=== INFORMATION ===

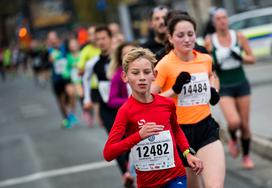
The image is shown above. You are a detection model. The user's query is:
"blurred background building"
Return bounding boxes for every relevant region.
[0,0,272,48]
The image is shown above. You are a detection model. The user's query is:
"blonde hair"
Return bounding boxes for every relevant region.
[122,47,157,73]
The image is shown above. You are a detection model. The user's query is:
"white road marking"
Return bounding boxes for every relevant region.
[0,160,116,187]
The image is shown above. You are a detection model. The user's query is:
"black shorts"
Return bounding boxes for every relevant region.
[178,115,220,167]
[52,78,71,96]
[219,80,251,97]
[32,66,42,72]
[91,88,99,103]
[41,62,52,70]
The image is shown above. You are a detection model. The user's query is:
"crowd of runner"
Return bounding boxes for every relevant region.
[0,5,256,188]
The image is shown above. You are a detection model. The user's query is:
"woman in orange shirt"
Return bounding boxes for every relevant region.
[151,14,225,188]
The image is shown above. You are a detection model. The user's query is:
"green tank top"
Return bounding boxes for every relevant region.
[62,53,79,80]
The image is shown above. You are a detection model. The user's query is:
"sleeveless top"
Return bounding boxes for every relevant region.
[211,30,247,86]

===

▶ **TASK ITEM**
Give the data above again exactly. Leave the pictures out.

▶ **ANSWER SECTION**
The image is shown above. You are a detection model. The user's query is:
"blurred background building"
Return bounding boxes for every relevant region.
[0,0,272,48]
The image is shown above. You are a detection model. The user's query is:
"blonde hair"
Return bounding boxes for every relevant region.
[122,47,157,73]
The image is shown above. You are a detection model. The user's query is:
"white road marking"
Return bounding boxes for every relevant region.
[0,160,116,187]
The image is shown above. You are a detection model. The user's query is:
"black shorts"
Return bounding boxes for every relevant region.
[178,115,220,167]
[52,78,71,96]
[219,80,251,97]
[32,66,42,72]
[91,88,99,103]
[41,62,52,70]
The image is shown above. You are a detection model. The user's query is:
"crowd of runner"
Return bounding boxes for every relevant region.
[0,5,256,188]
The image is shown above. You are a detection model. The user's query is:
"woman in orange shirt"
Return bounding boxes for every relevant region.
[151,14,225,188]
The image is shown above. You are a detection model. The user's query is:
"green tank top"
Return bounding boxes for every relevant region.
[62,53,79,80]
The image is shown above. You are a detection model. The user's query is:
"sleeveless top"
Return bounding boxes for every relevant region.
[211,30,247,86]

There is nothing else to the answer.